Activity ▸ Every line of the records below from the line with "Query: blue sky" up to and including the line with "Expected behaviour: for each instance of the dense vegetation" must be reproduced exactly, and no line outside that range.

[[ Material for this task open ]]

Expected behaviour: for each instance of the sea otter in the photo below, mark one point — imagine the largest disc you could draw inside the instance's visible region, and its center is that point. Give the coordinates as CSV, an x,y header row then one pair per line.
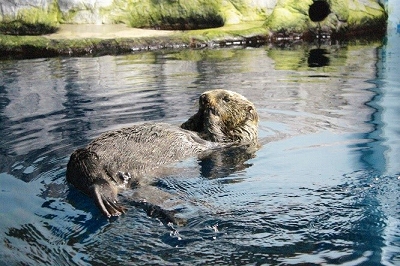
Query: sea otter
x,y
131,155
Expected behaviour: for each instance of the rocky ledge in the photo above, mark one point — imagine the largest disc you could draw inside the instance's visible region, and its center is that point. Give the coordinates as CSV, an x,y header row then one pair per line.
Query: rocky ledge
x,y
67,28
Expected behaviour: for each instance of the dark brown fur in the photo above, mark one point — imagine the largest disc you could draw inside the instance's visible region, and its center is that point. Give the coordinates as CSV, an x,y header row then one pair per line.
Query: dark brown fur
x,y
133,154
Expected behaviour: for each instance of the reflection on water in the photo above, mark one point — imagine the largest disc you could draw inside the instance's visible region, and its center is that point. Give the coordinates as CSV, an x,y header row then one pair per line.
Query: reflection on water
x,y
323,188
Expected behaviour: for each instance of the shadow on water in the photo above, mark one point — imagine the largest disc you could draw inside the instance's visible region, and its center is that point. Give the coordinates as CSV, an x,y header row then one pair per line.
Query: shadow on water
x,y
322,189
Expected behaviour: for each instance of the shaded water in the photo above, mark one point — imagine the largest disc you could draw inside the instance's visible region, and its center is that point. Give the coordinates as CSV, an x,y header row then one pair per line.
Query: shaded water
x,y
322,189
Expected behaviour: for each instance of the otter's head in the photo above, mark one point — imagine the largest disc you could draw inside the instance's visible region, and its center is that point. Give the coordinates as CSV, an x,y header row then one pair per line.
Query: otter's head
x,y
225,116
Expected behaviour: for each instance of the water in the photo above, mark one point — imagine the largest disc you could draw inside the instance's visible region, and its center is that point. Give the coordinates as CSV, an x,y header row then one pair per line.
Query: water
x,y
323,189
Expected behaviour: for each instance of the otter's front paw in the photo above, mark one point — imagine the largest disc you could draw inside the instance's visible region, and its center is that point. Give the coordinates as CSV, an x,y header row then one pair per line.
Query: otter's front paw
x,y
125,177
105,197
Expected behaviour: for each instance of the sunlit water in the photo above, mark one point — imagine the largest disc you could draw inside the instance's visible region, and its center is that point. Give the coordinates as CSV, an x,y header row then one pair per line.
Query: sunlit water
x,y
323,188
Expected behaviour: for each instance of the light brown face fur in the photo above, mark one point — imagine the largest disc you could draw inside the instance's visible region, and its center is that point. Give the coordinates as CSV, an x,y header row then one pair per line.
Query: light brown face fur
x,y
224,116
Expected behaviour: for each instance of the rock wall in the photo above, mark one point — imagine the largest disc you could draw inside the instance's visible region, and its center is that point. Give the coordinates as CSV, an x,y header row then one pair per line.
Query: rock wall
x,y
292,15
280,15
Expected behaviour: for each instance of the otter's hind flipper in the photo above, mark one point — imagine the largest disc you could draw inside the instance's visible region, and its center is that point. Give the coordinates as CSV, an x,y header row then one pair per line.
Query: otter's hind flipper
x,y
105,197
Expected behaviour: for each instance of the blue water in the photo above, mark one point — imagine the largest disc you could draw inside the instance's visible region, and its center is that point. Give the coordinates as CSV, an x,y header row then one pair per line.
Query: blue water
x,y
323,188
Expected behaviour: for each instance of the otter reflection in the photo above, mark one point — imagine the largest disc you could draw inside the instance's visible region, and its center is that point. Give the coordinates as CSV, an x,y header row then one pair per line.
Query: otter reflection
x,y
317,58
136,156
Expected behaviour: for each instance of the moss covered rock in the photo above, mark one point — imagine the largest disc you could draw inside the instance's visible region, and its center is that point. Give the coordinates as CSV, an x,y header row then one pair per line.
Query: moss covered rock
x,y
346,15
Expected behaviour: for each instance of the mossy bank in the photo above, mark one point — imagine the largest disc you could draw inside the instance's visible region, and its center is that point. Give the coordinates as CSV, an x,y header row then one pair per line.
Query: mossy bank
x,y
32,30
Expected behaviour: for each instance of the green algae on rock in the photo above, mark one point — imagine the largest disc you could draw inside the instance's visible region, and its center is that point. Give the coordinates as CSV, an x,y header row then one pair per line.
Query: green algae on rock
x,y
346,16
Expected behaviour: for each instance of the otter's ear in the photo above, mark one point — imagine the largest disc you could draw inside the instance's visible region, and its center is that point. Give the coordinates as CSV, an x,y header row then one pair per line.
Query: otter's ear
x,y
251,113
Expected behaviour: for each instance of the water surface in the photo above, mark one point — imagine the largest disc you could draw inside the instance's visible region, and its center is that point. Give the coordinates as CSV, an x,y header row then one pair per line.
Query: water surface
x,y
323,188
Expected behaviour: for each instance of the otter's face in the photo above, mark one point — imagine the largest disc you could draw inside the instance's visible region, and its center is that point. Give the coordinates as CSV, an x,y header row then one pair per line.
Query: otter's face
x,y
226,116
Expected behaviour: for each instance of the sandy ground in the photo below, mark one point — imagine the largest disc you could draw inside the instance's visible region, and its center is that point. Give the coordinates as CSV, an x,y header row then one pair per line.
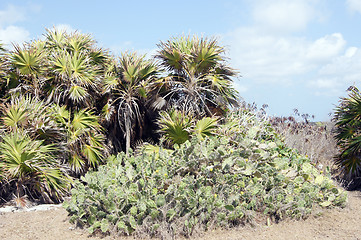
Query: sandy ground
x,y
331,224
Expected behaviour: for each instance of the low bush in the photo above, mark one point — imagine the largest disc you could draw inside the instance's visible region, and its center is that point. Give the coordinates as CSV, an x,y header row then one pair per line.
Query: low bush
x,y
243,171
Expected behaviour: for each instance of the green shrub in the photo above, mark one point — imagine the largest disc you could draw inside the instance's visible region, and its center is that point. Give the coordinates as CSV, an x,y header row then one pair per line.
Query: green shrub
x,y
223,180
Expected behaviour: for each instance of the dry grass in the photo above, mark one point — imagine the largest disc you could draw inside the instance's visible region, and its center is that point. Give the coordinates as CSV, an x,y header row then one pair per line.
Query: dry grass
x,y
312,139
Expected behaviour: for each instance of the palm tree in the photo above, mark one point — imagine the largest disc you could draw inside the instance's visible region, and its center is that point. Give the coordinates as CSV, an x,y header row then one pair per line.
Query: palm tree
x,y
348,135
178,127
129,89
64,68
33,166
199,81
78,135
84,139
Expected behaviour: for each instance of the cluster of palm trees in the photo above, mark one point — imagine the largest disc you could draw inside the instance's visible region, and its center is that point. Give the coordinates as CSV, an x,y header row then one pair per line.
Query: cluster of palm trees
x,y
67,104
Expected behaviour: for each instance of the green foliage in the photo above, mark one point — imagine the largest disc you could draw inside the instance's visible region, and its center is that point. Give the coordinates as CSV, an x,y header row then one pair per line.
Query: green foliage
x,y
199,79
33,166
178,127
129,85
220,180
348,135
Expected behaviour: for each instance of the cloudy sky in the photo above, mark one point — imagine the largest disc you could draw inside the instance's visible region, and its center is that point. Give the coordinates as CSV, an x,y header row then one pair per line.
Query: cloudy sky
x,y
290,54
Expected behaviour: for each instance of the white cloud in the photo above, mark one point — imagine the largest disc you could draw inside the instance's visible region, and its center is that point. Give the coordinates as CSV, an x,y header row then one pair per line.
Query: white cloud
x,y
346,68
11,15
10,33
284,15
354,5
263,57
13,34
65,27
326,47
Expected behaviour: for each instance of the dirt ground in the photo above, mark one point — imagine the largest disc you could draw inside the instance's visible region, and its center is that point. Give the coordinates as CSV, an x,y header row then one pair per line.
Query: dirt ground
x,y
331,224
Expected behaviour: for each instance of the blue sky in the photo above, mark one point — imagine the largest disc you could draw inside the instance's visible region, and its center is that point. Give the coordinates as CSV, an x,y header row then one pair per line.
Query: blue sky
x,y
289,53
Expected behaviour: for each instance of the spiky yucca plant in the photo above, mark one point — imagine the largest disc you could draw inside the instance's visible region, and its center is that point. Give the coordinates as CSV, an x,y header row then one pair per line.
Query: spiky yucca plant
x,y
33,167
348,135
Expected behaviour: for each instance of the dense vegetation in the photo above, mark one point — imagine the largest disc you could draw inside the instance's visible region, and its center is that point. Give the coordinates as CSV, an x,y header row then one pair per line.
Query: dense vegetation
x,y
244,170
157,145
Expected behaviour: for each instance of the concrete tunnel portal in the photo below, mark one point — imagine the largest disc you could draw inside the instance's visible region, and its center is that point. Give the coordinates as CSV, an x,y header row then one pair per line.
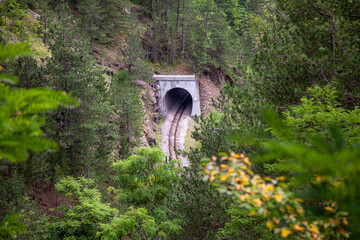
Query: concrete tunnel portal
x,y
176,97
177,89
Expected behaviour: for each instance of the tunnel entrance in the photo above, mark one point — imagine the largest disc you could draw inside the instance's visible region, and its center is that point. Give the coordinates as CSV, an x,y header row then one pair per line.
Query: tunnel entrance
x,y
176,97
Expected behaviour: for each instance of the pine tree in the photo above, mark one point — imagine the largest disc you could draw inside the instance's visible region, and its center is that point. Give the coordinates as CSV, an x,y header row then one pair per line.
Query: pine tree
x,y
128,111
72,69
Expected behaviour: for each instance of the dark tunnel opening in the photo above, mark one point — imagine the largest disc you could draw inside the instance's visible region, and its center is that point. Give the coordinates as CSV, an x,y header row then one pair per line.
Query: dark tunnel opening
x,y
175,97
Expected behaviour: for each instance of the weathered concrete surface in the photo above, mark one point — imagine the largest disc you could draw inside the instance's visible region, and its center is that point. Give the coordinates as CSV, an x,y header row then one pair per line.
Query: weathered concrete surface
x,y
186,82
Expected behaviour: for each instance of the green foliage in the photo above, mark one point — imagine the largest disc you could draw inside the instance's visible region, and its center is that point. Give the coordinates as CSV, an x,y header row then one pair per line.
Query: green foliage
x,y
84,220
299,50
10,226
21,118
138,224
148,182
330,166
243,226
102,19
145,179
314,114
84,134
14,10
128,109
201,207
21,121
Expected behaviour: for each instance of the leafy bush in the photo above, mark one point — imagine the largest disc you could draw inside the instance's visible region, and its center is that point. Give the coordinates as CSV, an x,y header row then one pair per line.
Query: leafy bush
x,y
315,113
84,220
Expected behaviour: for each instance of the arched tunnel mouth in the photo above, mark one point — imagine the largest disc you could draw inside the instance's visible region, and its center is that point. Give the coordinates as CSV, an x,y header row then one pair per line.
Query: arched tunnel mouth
x,y
177,97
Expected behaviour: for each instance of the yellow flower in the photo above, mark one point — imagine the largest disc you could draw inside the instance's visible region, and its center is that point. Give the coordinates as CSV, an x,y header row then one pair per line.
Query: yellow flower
x,y
299,228
314,229
224,166
223,178
278,197
330,209
281,178
258,202
246,160
270,225
285,232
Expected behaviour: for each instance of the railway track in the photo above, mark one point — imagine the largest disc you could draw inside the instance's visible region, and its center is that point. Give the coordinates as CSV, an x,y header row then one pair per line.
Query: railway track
x,y
174,127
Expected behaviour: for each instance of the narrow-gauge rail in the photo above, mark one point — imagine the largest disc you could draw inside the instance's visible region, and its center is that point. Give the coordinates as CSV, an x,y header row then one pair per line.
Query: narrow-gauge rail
x,y
175,125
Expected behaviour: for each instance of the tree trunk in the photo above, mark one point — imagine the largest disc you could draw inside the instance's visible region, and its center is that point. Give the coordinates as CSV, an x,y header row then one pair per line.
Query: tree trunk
x,y
206,18
183,30
154,16
168,33
177,15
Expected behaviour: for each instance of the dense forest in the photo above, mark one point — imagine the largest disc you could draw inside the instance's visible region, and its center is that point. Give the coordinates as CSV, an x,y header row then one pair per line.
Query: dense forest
x,y
278,158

[[ Material for this task closed ]]

Finished task ▸
Query: blue sky
x,y
289,53
Expected behaviour: for each instance of the spiky yucca plant in the photo above, mark one point — imagine the largest disc you could draw inside the instance's visible region, and its center is that point. Give the coordinates as CSV, an x,y header row then one pair per line.
Query: spiky yucca plant
x,y
33,167
348,135
Expected behaviour: for each instance of the dense vegetation in the photo above, mark one point — imagine the largest disc you could draw inside the instance's visible region, and its center is that point. Give the coordinates as CSV, an x,y header row then one pair per line.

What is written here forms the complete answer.